AUSGANGSTEXT:
----------
Ein Schauprozess für Mickey Mouse

Im „Mausoleum Buffo“ sind die Toten ziemlich lebendig: Der Totenkult um Lenin und Stalin und das Ende der Utopien sind zwei Seiten einer Medaille in dem launigen Trauerlied, das andcompany&Co. im HAU 2 anstimmen

Es steht ein Walross auf dem Roten Platz. Mit einem großen Eierkopf und einem goldenen Bart. Es ist Josef Stalin, der Führer der Weltrevolution, der zum Diktator wurde, an seiner Seite schüttelt Lenin den graubärtigen Schädel. Wenn diese Eierkopfversammlung mit Humpty-Dumpty-Masken nun die Bühne des HAU 2 bevölkert und vor einem schiefen Mausoleum unter einem rot leuchtenden Stern kommunistische Gespenster beschwört werden, kann dies nur eine Inszenierung von andcompany&Co. sein.

Das Umschlagen des kommunistischen Traums in den Terror hat sich das Performancekollektiv im dritten Teil seiner Trilogie vom Ende des Kommunismus vorgenommen. Der Trilogie erster Teil, „little red (herstory)“, unternahm eine Zeitreise zum Mauerfall, der zweite Teil „time republic“ verfolgte das Wettrüsten des Kalten Krieges. „Mausoleum Buffo“ nun ist ein Trauertanz um die Opfer des stalinistischen Terrors – und zugleich ein Traumkabinett, in dem Fliegenpilze a cappella singen und Rosa Luxemburgs Pappmaske mit den Augen rollt.
----------
Gespeicherte Dateneinträge
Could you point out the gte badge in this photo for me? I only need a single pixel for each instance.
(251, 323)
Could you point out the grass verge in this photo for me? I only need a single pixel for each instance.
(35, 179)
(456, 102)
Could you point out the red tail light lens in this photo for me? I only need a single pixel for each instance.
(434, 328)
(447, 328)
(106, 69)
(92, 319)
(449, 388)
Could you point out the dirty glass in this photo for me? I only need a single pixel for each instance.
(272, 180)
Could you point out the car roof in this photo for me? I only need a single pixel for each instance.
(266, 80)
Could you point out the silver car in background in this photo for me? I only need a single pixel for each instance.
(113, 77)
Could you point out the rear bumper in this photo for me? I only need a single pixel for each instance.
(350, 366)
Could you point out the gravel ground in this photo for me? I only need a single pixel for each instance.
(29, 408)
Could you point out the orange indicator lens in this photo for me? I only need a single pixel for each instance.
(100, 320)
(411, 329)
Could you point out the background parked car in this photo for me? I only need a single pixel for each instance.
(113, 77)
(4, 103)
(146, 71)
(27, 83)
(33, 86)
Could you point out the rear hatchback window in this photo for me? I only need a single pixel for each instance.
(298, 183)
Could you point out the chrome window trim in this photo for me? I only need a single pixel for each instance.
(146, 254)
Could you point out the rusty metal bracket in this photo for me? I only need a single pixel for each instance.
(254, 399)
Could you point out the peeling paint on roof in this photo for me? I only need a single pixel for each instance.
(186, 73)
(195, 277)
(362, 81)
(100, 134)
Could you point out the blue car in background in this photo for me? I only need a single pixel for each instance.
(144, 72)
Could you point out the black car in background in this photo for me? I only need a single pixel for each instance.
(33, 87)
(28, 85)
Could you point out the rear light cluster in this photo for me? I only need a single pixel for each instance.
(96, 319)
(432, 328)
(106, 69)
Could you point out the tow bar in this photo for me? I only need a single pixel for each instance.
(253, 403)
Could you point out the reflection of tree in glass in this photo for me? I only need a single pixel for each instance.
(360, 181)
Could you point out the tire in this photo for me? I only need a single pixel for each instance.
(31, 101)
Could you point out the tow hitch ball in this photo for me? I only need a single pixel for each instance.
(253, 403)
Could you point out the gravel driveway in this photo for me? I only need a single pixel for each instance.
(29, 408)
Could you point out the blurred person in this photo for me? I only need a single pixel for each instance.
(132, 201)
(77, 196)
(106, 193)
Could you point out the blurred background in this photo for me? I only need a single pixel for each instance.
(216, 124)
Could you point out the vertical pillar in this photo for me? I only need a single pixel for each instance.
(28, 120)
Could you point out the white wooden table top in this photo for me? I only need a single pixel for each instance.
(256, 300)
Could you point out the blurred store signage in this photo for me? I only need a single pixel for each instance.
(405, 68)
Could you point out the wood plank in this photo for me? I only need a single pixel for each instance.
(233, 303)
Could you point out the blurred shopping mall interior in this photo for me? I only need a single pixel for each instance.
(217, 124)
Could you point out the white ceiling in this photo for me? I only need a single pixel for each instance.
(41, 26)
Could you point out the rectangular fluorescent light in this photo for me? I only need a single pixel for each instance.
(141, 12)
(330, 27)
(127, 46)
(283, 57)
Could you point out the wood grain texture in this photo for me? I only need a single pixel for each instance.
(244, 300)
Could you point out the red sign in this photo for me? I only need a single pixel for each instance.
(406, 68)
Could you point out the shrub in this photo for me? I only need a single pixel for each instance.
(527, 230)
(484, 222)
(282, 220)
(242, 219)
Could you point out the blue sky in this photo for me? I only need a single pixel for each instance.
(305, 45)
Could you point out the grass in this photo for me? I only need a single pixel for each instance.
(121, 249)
----------
AUFGABENSTELLUNG:
[1] Was verfolgte laut dem Text über „Mausoleum Buffo“ der zweite Teil der Trilogie, „time republic“?
[2] Wiederholen Sie aus dem Text über „Mausoleum Buffo“ wörtlich den Abschnitt, der mit den Worten „Das Umschlagen des“ beginnt und mit „den Augen rollt.“ endet.

LÖSUNGEN:
[1] Das Wettrüsten des Kalten Krieges.

[2]
Das Umschlagen des kommunistischen Traums in den Terror hat sich das Performancekollektiv im dritten Teil seiner Trilogie vom Ende des Kommunismus vorgenommen. Der Trilogie erster Teil, „little red (herstory)“, unternahm eine Zeitreise zum Mauerfall, der zweite Teil „time republic“ verfolgte das Wettrüsten des Kalten Krieges. „Mausoleum Buffo“ nun ist ein Trauertanz um die Opfer des stalinistischen Terrors – und zugleich ein Traumkabinett, in dem Fliegenpilze a cappella singen und Rosa Luxemburgs Pappmaske mit den Augen rollt.